## Problem requirements
An exact transcription of the data below is needed.

## Exercise inputs
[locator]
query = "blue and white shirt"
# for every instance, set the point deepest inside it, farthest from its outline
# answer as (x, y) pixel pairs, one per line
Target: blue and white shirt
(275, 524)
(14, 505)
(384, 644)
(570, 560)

## Exercise result
[locator]
query = "blue and white shirt"
# for every instance, set the point deepest inside it, farthest from its outline
# answer as (x, y) pixel pairs, one per line
Target: blue and white shirt
(275, 524)
(14, 505)
(384, 644)
(570, 560)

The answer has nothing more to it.